▸ **Provided text**:
I straddle the worlds of social science and political journalism. I'm a professor of sociology and public affairs at Princeton University and its Woodrow Wilson School and co-founder and co-editor of a liberal political magazine, The American Prospect.
I've long thought that there needed to be a clear and concise statement of what liberalism is about, how it has developed, and how it ought to be conceived and fought for. Freedom's Power is that book. It brings together much of what I have learned over the past several decades about history, theory, and contemporary politics, all in the effort to explain, defend, and advance the liberal project.
Most people in the academy develop a specialty and stick with it. That has never been my pattern in teaching, research, or writing. First at Harvard and now at Princeton, I've taught courses on a range of subjects: social theory, political sociology, the sociology of public finance, health policy, American society and politics, the information revolution, and communications law and public policy.

▸ **Work request 1**: Quote the passage on Freedom's Power word for word, beginning at "Most people in" and going up to and including "and public policy.".
▸ **Work request 2**: Extend the passage on Freedom's Power from the point where it stops.
The entries that come next stand apart from the passage on Freedom's Power.

▸ **Listed records**:
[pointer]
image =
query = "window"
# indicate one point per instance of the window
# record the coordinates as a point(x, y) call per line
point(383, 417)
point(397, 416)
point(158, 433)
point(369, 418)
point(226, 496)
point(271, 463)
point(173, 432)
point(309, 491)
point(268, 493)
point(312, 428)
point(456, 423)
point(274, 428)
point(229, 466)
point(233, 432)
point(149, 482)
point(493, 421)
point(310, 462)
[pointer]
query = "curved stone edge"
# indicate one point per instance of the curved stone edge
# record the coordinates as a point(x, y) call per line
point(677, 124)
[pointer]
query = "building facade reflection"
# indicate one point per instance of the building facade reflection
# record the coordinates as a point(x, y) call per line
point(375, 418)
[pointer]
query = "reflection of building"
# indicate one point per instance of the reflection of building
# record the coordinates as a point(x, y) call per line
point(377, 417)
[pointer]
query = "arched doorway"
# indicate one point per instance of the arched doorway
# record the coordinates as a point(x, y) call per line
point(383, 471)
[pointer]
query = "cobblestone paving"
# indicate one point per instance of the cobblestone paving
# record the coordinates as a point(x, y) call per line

▸ **Exercise result 1**:
Most people in the academy develop a specialty and stick with it. That has never been my pattern in teaching, research, or writing. First at Harvard and now at Princeton, I've taught courses on a range of subjects: social theory, political sociology, the sociology of public finance, health policy, American society and politics, the information revolution, and communications law and public policy.

▸ **Exercise result 2**:
Twice I've devoted eight years to the research and writing of a book. The first of those projects was about the historical development of American medicine, the second about the development of communications. In each case, to avoid becoming lost in the details, I tried to keep my eye on the bigger picture. Through the years I've also continued to write about a broad range of subjects, including both domestic and foreign policy. When people ask my specialty, I sometimes say that—like my old mentor, the sociologist Daniel Bell—I specialize in generalizations.
It's tricky work, but not without its rewards. The Social Transformation of American Medicine (1983) won the Pulitzer prize for general nonfiction, the Bancroft prize in American history, and the C. Wright Mills Award. The Creation of the Media (2004) received the Goldsmith Book Prize.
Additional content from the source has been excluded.